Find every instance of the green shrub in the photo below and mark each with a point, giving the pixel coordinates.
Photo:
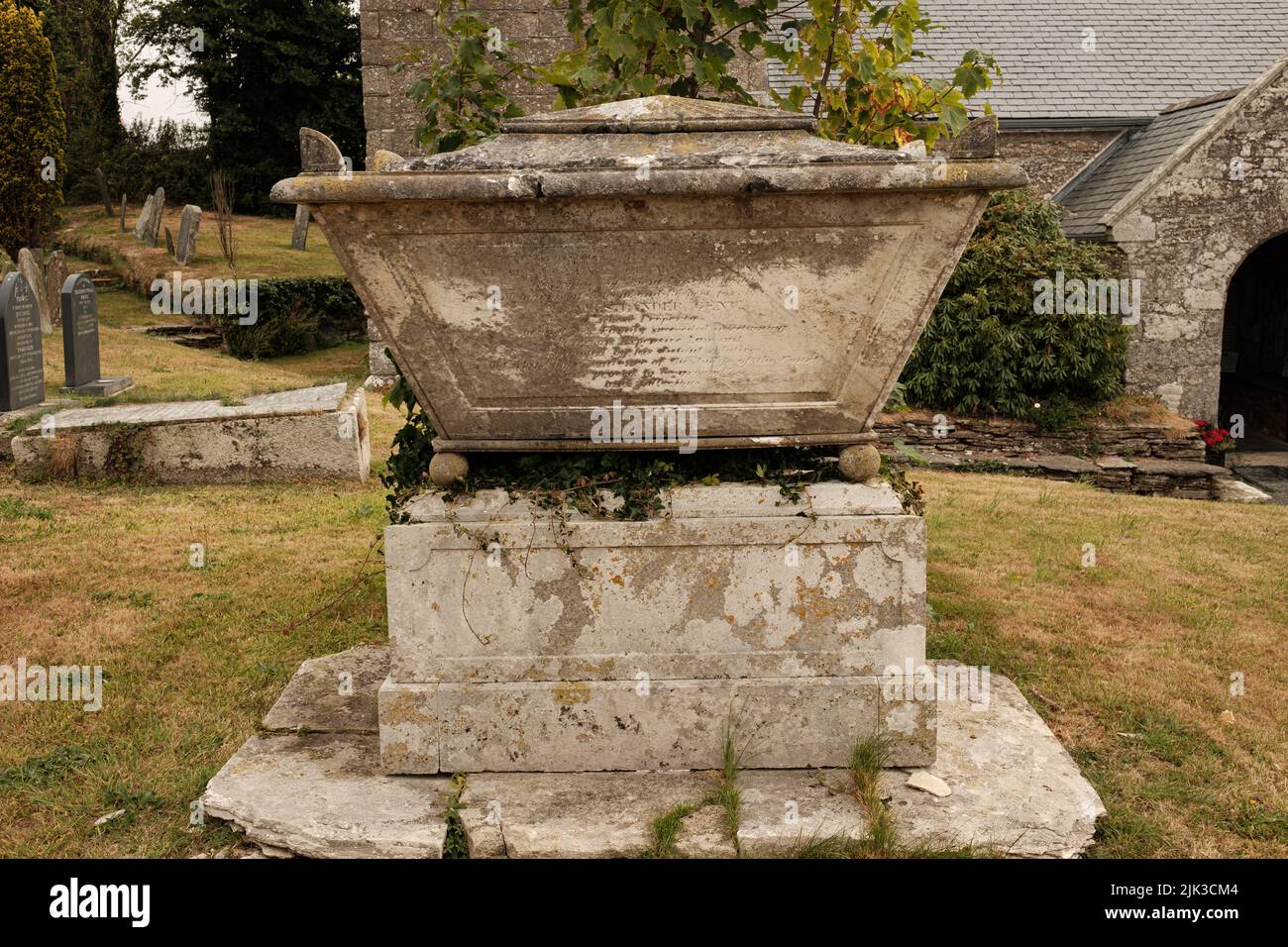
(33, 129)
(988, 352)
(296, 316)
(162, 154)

---

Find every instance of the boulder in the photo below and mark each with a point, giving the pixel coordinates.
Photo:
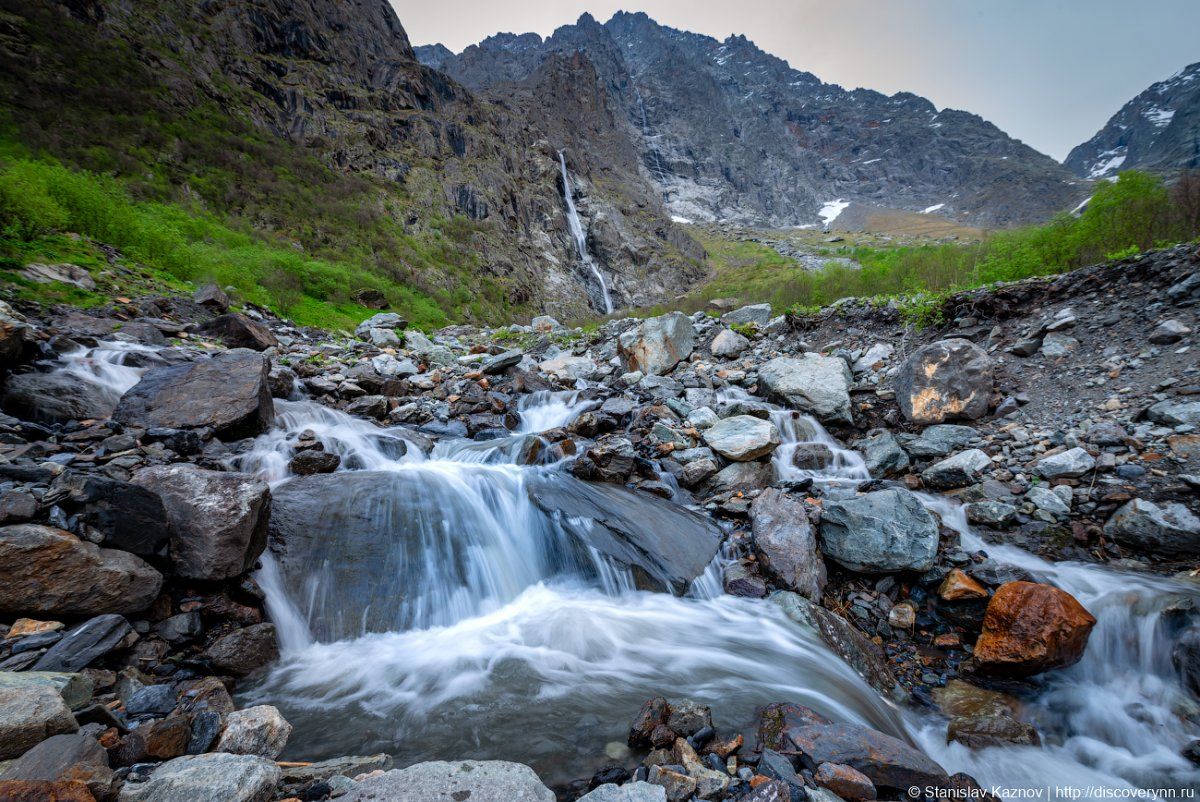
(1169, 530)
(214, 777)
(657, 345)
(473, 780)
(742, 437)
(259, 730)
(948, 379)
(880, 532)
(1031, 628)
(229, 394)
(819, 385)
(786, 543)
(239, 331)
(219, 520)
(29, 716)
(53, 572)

- _Your task_: Please count the lines in the entries above that contain the word "each", treating uppercase and lowercase as different. Reply with the number only.

- _Written answer_: 2